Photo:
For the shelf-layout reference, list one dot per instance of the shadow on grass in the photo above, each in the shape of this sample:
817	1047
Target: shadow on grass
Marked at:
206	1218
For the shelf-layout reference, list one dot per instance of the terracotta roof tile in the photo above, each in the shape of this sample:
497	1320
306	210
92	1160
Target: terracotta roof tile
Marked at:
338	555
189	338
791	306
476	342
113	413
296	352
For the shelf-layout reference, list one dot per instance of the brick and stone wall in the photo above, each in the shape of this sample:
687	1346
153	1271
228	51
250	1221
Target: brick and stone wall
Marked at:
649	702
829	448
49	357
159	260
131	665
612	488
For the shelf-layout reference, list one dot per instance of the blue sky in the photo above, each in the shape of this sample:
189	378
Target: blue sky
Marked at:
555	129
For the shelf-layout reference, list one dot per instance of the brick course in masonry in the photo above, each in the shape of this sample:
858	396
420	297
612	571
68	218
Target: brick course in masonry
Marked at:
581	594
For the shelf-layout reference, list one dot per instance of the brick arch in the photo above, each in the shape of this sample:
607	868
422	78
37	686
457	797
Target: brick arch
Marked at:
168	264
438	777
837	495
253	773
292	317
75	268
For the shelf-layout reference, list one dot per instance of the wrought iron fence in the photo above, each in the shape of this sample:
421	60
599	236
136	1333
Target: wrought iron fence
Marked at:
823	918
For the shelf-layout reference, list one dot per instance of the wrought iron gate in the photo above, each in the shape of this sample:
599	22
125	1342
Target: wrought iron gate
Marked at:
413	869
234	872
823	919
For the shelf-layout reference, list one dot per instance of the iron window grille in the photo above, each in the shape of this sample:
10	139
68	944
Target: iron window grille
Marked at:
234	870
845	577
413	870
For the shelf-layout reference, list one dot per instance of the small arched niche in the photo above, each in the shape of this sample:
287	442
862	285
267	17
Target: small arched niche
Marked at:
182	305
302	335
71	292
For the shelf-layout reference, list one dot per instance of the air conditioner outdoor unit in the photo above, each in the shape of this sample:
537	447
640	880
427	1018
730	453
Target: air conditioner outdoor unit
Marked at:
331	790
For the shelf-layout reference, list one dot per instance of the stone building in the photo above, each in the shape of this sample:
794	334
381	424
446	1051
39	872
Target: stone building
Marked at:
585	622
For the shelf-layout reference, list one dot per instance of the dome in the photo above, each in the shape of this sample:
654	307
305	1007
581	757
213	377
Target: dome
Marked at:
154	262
● ● ● ● ● ● ●
Set down all of the records above again, line for line, with no changes.

Solution to this task:
Photo:
For the shelf-layout reference, list one dot per instance of the shadow on grass in the photo above, each in the shape of this sample:
817	1047
Target: shadow on grass
Marked at:
206	1218
For the shelf-layout reference, list one dot per instance of the terracotta roof tile in the photo above, each in the shape of this sample:
497	1320
306	210
92	1160
Target: terracotta roof tile
Marked at:
338	555
189	338
791	306
476	342
113	413
296	352
For the shelf-layout reference, list one dot per instance of the brick and stone wall in the photo above, each in the shape of this sample:
687	1346
153	1271
228	51
250	1221
Target: brick and stone wall
Marked at:
649	702
829	448
49	357
159	260
131	665
612	488
For the shelf-layout reference, list one dot per instance of the blue sky in the photo above, each in the shape of this sample:
189	378
Target: blue sky
Marked at:
555	129
For the shelf-layout reference, list one dot per instance of the brick course in masonry in the photo above, each in the shape of this sample:
858	396
420	297
612	571
68	218
Target: brick course in masonry
Marked at:
581	594
For the shelf-layout reference, list one dot per instance of the brick arch in the photo above, each in the shape of this sample:
607	868
422	78
37	686
457	797
Target: brick arch
Marked at:
168	264
438	777
837	495
253	773
292	317
75	268
For the shelf-layout reference, list one dot per instance of the wrought iron fence in the photo above, each in the shape of this sample:
421	60
599	236
136	1333
Target: wrought iron fence
Marked at:
823	918
For the shelf-layout reference, list one dot per instance of the wrought iron gate in the photo above, each in the shape of this sample:
599	22
125	1342
Target: wrought iron gate
Marked at:
413	869
234	872
823	919
For the shelf-layout reference, list one dot per instance of the iron window grille in the photo above, each in the shape of this sample:
10	139
68	944
Target: iron window grille
Marked at:
234	870
845	577
413	870
For the shelf-layout reference, list one dot per instance of the small arched niche in the photo above, each in the shape of this sample:
287	442
862	285
267	17
Target: small arched niche
Marked at:
182	305
302	335
71	292
For the shelf-layout reference, list one dot per instance of the air conditioner outdoor unit in the photo above, each in the shape of this sample:
537	447
640	880
427	1018
730	453
Target: air conditioner outdoor unit
Marked at:
331	790
For the shelf-layout reference, list one dot per instance of the stone building in the photo above, each in the shape of this sample:
794	334
381	424
446	1051
39	872
Target: stone building
Marked at:
585	622
For the shelf-layout reference, list one dot per instance of the dome in the photo above, each in the shape of this sample:
654	307
305	1007
581	757
213	377
Target: dome
Marked at:
154	262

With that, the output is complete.